- BRIEF
Return every one of the rows below word for word, but leave the pictures out of your reply.

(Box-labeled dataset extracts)
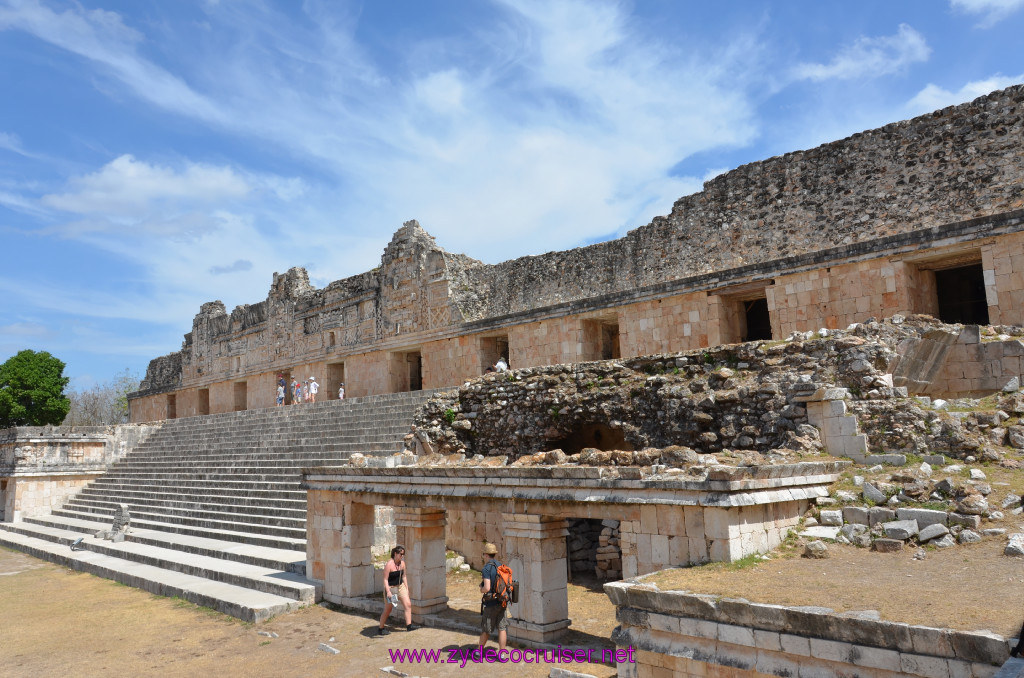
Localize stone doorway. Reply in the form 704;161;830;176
741;297;771;341
406;351;423;391
324;363;347;400
565;518;623;586
234;381;249;412
580;315;623;361
480;334;511;374
935;261;988;325
545;423;633;455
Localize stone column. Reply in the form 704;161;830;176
498;513;570;642
394;508;447;622
306;492;374;603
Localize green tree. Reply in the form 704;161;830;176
0;349;71;428
63;368;139;426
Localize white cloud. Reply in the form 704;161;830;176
210;259;253;276
0;323;51;337
794;24;932;82
0;0;222;121
949;0;1024;29
906;73;1024;115
42;155;250;216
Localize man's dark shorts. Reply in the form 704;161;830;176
480;605;509;635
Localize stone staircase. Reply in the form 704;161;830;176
0;391;433;622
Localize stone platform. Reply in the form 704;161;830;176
302;462;849;642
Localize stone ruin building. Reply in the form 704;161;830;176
0;85;1024;678
131;86;1024;422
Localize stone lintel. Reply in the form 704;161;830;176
394;507;444;527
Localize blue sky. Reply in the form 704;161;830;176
0;0;1024;387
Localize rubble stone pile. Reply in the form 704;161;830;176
410;315;1024;467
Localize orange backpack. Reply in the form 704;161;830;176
487;565;519;607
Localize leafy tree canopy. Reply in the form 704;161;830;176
63;368;139;426
0;349;71;428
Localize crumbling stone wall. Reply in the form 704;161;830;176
416;316;1024;466
132;86;1024;421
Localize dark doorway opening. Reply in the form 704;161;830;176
324;363;345;400
234;381;249;412
601;323;623;361
935;263;988;325
406;351;423;391
742;297;771;341
480;335;512;374
547;424;633;455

- REPLY
Localize stone doorway. Reply in the form 704;161;830;176
741;297;771;341
406;351;423;391
324;363;347;400
565;518;623;586
234;381;249;412
580;315;623;361
480;334;511;374
935;261;988;325
545;423;633;455
Localize stone column. Reply in the form 704;161;830;176
498;513;570;642
394;508;447;622
306;492;374;603
Localize green tree. Reply in the form 704;161;830;176
0;349;71;428
63;368;139;426
Localize white cloud. Reply in the form 704;161;830;176
210;259;253;276
0;323;51;337
794;24;932;82
0;0;222;121
949;0;1024;29
906;73;1024;115
42;155;250;216
Localize man's dark shorts. Reply in the form 704;161;830;176
480;605;509;635
Localize stone staircase. Reply in the form 704;161;830;176
0;391;433;622
Localize stone platform. Reply in the form 704;161;830;176
302;462;849;642
Localize stone ruin building. Reply in the form 704;161;830;176
0;85;1024;678
131;86;1024;422
Localize stone lintel. Reply in the form 704;161;830;176
394;507;444;527
Localize blue sky. Reply in the form 704;161;830;176
0;0;1024;387
Localize rubble stone pile. Reply in the form 704;161;830;176
410;315;1024;467
Localize orange backpack. Reply in the form 704;161;830;176
487;565;519;607
Localize leafy tree canopy. Reply in the form 704;161;830;176
63;368;139;426
0;349;71;428
Localize crumbling stone wall. Reply in the form 704;161;830;176
416;316;1024;466
132;86;1024;421
Localize dark doorway opening. Reply in the form 704;161;830;176
324;363;345;400
234;381;249;412
601;323;623;361
935;263;988;325
406;351;423;391
742;297;771;341
480;335;512;374
547;424;633;455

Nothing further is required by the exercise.